■ CONSIGNES:
a: Répondez à ces questions sur le commentaire relatif au droit de préemption urbain :
(i) D'après l'article R. 211-2 du code de l'urbanisme, combien de temps dure l'affichage en mairie de la délibération ?
(ii) En quelle année a débuté la tendance jurisprudentielle mentionnée, et quel type de délibération concernait-elle ?
(iii) Quel point de la décision le passage cité entre guillemets reproduit-il ?
b: Poursuivez le commentaire relatif au droit de préemption urbain après sa dernière phrase.

■ COMMENTAIRE JURIDIQUE:
───

A l’occasion d’un recours pour excès de pouvoir à l’encontre d’une décision de préemption prise par arrêté du président d’une intercommunalité, le Conseil d’Etat s’est penché sur les conditions d’entrée en vigueur de la délibération instituant le droit de préemption urbain.
En premier lieu, le Conseil d’Etat précise quelles modalités déclenchent le caractère exécutoire de la délibération instituant le droit de préemption urbain.
Cette précision s’imposait au regard de la dualité du cadre juridique applicable en la matière.
En effet, les formalités de publication d’une délibération instituant le droit de préemption urbain sont prévues par deux sources juridiques.
D’une part, l’article R. 211-2 du code de l’urbanisme prévoit qu’une telle délibération est (i) affichée en mairie pendant un mois, et que (ii) mention en est insérée dans deux journaux diffusés dans le département. Les effets juridiques attachés à cette délibération ont pour point de départ l’exécution de l’ensemble de ces deux formalités de publicité. En outre, la date à prendre en considération pour l’affichage en mairie est celle du premier jour où il est effectué.
D’autre part, selon l’article L. 2131-1 et L. 2131-2 du code général des collectivités territoriales, dans leur rédaction applicable au litige, les délibérations du conseil municipal 1)Ces dispositions s’appliquent aux actes pris par les autorités intercommunales également (L. 5211-3 du CGCT, dont relève la délibération instituant un droit de préemption urbain, sont exécutoires de plein droit dès qu’il a été procédé à (i) leur publication ou affichage ou à leur notification aux intéressés ainsi qu’à (ii) leur transmission au représentant de l’Etat.
La question se posait donc de savoir si l’ensemble de ces formalités (i.e tant celles prescrites par le code de l’urbanisme que celles inscrites dans le CGCT) devaient être effectuées pour rendre la délibération exécutoire.
Dans la décision commentée, le Conseil d’Etat a jugé que la délibération par laquelle un établissement public de coopération intercommunale institue un droit de préemption urbain est exécutoire dès qu’elle a fait l’objet des formalités de publicité prévues aux articles L. 2131-1 à L 2131-3 du code général des collectivités territoriales (CGCT) et qu’elle a été transmise au représentant de l’Etat indépendamment donc du respect des formalité prescrites par le code de l’urbanisme précitée.
Le Conseil d’Etat considère ainsi que :
« S’il résulte des dispositions réglementaires de l’article R. 211-2 du code de l’urbanisme que la délibération instituant le droit de préemption urbain doit faire l’objet d’un affichage pendant un mois et que mention doit en être insérée dans deux journaux diffusés dans le département, le respect de cette durée d’affichage et celui de cette obligation d’information par voie de presse sont sans incidence sur la détermination de la date à laquelle cette délibération devient exécutoire » (point 4).
Cette décision s’inscrit dans une tendance jurisprudentielle initiée en 2021 en matière de délibération approuvant un plan local d’urbanisme 2)CE 2 avril 2021, req. n° 427736 : mentionné dans les tables du recueil Lebon ; voir l’article du Blog Adden : Entrée en vigueur d’un PLU sur un territoire couvert par un SCOT : la publication et la transmission de la délibération au contrôle de légalité sont les deux seules conditions nécessaires et en vertu de laquelle les conditions d’entrée en vigueur d’une délibération dépendent uniquement des aux mesures de publicité prévues au CGCT et non de celles destinées à l’information du public (affichage et publication dans un journal).

───

■ LISTE:
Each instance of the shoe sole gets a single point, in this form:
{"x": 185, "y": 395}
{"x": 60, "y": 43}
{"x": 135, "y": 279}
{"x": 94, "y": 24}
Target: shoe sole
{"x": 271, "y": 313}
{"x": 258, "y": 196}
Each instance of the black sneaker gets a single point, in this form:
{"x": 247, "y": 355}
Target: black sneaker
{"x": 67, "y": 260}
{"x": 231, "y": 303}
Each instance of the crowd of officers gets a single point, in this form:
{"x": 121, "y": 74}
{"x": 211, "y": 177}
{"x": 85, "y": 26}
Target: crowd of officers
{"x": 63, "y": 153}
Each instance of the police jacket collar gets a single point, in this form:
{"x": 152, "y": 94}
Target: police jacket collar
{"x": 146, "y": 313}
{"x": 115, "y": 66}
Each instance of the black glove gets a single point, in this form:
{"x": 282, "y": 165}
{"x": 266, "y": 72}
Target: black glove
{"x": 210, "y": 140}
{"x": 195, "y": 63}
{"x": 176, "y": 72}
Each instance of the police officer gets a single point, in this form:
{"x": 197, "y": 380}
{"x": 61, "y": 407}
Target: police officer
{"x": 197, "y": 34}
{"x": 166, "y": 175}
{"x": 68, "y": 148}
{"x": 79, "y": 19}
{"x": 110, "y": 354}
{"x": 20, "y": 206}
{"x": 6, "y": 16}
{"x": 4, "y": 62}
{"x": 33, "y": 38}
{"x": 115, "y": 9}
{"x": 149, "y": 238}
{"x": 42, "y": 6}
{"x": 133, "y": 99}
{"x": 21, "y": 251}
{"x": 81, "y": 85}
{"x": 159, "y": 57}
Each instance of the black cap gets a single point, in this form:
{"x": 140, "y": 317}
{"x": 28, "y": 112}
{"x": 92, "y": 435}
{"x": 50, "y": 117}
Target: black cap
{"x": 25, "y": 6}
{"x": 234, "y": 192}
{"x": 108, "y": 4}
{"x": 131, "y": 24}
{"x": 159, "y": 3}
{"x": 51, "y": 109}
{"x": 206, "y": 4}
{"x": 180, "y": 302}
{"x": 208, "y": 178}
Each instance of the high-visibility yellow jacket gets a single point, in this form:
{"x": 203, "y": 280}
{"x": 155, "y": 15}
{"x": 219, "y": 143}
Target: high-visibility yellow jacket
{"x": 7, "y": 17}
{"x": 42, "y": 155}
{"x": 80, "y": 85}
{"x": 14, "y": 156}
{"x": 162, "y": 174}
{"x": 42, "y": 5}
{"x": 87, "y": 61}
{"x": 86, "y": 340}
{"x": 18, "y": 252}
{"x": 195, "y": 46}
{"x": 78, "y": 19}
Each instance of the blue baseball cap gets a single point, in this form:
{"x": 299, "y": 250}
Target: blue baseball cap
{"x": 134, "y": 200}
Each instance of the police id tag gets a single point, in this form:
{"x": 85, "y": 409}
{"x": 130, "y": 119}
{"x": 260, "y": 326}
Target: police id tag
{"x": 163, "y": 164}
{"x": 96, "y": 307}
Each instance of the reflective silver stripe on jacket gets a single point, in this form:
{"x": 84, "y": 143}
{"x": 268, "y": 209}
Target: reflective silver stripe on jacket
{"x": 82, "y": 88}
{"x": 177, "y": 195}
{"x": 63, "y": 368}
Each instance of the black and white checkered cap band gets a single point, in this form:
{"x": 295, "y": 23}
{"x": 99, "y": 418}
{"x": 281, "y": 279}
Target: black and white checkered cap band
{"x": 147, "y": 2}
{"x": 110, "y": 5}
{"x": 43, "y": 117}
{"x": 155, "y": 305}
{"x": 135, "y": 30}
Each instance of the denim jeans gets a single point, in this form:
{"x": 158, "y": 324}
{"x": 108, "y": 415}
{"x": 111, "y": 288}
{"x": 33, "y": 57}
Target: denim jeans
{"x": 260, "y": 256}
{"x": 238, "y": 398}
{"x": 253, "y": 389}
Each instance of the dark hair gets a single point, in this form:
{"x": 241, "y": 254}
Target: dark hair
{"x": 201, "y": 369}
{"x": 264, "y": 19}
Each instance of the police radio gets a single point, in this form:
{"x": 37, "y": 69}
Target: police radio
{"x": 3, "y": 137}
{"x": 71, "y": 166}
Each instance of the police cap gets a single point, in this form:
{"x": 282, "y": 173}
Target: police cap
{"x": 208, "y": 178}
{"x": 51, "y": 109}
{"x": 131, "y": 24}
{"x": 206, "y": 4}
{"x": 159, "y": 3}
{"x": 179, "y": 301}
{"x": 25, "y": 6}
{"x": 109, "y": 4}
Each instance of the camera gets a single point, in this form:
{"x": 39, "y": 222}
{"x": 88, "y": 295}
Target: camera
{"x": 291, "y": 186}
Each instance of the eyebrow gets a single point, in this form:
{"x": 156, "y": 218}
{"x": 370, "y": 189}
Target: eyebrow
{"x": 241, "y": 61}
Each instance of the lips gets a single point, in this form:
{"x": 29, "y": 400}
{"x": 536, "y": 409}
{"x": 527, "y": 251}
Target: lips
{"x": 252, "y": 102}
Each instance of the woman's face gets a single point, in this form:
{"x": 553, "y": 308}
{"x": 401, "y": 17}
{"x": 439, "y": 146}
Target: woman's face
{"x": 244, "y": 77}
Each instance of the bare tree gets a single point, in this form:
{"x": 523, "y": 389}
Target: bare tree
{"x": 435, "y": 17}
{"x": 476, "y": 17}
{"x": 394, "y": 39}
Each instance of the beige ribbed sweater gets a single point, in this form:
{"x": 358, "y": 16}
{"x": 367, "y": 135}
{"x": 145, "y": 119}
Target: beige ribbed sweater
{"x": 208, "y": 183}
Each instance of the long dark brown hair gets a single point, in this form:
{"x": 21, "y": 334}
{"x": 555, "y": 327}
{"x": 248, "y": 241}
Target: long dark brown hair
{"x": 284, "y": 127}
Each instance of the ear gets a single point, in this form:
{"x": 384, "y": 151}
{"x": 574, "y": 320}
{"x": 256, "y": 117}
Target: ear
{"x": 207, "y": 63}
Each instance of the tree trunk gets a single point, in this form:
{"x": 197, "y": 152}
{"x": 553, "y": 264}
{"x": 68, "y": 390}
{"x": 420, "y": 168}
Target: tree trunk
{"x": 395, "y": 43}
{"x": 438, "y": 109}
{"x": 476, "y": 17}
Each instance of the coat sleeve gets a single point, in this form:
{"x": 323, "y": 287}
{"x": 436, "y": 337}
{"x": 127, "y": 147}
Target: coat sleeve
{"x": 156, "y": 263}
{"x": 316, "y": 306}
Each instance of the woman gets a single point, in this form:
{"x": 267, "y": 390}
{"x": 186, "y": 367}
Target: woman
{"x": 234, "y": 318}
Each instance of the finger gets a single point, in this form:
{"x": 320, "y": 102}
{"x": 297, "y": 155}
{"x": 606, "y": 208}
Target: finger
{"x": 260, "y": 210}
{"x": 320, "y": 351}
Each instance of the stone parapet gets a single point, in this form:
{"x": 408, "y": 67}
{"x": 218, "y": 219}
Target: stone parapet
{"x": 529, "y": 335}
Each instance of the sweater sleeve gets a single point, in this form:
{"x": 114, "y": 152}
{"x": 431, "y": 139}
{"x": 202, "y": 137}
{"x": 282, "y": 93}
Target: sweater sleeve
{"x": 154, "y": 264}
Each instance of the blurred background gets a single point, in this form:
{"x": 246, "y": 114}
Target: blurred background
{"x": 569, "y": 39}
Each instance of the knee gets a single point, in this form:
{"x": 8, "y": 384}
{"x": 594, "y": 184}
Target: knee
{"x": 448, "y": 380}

───

■ RÉPONSES:
a:
(i) Un mois.
(ii) En 2021, pour une délibération approuvant un plan local d'urbanisme.
(iii) Le point 4.

b:
A propos du caractère exécutoire des PLU, le rapporteur public concluait : « qu’au regard du principe constitutionnel de libre administration des collectivités territoriales et de la compétence du législateur pour en déterminer les principes fondamentaux et les conditions, on peine à admettre qu’une disposition réglementaire puisse ajouter des formalités » 3)Conclusions de N. Polge, rapporteur public, sous CE 2 avril 2021, req. n° 427736 in BJDU 4/2021 p.260. Il apparaissait également « peu sûr » pour le rapporteur public de soumettre l’entrée en vigueur des actes administratifs à la date de sortie d’une annonce dans un organe de presse locale.
Ces considérations paraissent également transposables au cas d’espèce.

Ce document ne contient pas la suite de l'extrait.